━━━━━ Text excerpt

By linking social exchange theory with insights from marriage and organizational behavior research (gathered from sociology and social psychology research), Morgan and Hunt came up with the commitment–trust theory of relationship marketing, a theory that remains one of the strongest influences on relationship marketing thought. Focused on the key constructs of commitment and trust, these authors posit that the “presence of relationship commitment and trust is central to successful relationship marketing, not power” (Morgan and Hunt 1994, p. 22). This framework has earned strong empirical support, providing a default theoretical basis for most subsequent relationship marketing research (Morgan and Hunt 1994; Palmatier et al. 2006). With its emphasis on these two relational constructs, Morgan and Hunt’s commitment–trust theory of relationship marketing effectively limits the scope established by Dwyer, Schurr, and Oh’s conceptual framework, yet it ignores dynamic relationship effects (Dwyer, Schurr, and Oh 1987; Morgan and Hunt 1994).

━━━━━━━━━━
━━━━━ Data lines

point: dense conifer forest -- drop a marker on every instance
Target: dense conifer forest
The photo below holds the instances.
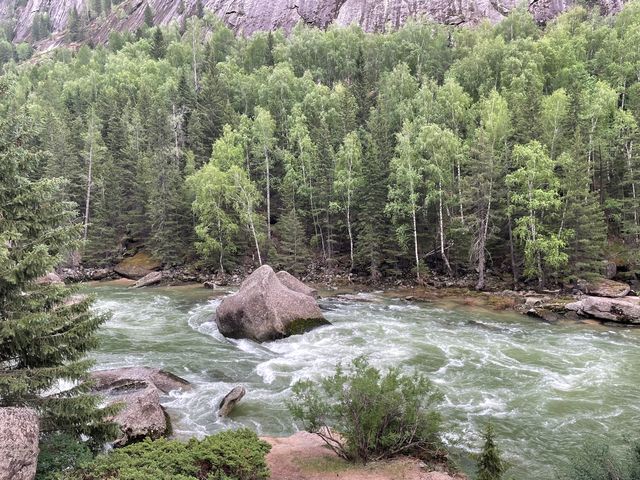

━━━━━━━━━━

Stated task A: Condense the paragraph beginning "By linking social exchange theory" in the commitment–trust theory passage into a short bulleted list that keeps its main facts.
Stated task B: Please answer from the commitment–trust theory passage: according to Morgan and Hunt, what is central to successful relationship marketing?
Stated task C: Carry on the commitment–trust theory passage, starting after its final sentence.
The data are separate from the commitment–trust theory passage and stand apart from it.

Exercise output A:
- Morgan and Hunt combined social exchange theory with insights from marriage and organizational behavior research, drawn from sociology and social psychology, to form the commitment–trust theory of relationship marketing.
- The theory remains one of the strongest influences on relationship marketing thought.
- It holds that relationship commitment and trust, not power, are central to successful relationship marketing.
- It has strong empirical support and is the default theoretical basis for most later relationship marketing research.
- By focusing on these two constructs, it narrows the scope of Dwyer, Schurr, and Oh's conceptual framework but ignores dynamic relationship effects.

Exercise output B: The presence of relationship commitment and trust, not power.

Exercise output C:
2000s

Across these previous perspectives, both relational governance constructs (i.e., commitment, trust) and relationship-specific investments (i.e., communication, training) have emerged as clear precursors of relationship performance (Palmatier, Dant, and Grewal 2007), whereas dependence and relational norms appear to function mainly as antecedents of commitment, trust, and relationship-specific investments. Such combinations of multiple theoretical perspectives, into a parsimonious, unifying theoretical framework, prompts a resource-based view of interfirm relationships (Dyer and Singh 1998; Jap 1999; Palmatier, Dant, and Grewal 2007). In management literature, proponents of this view assert that resources or assets that are valuable, rare, and difficult to duplicate increase sustainable competitive advantages and promote superior firm performance (Wernerfelt 1984). Of the key precursors of performance, trust and commitment might strengthen the relational bonds needed to support good exchanges, but relationship investments improve other performance-enhancing aspects too. Thus, a relationship marketing approach can increase the joint knowledge of the partners and their informal communication, which may improve the effectiveness and efficiency of the relational exchange while also increasing trust and commitmen...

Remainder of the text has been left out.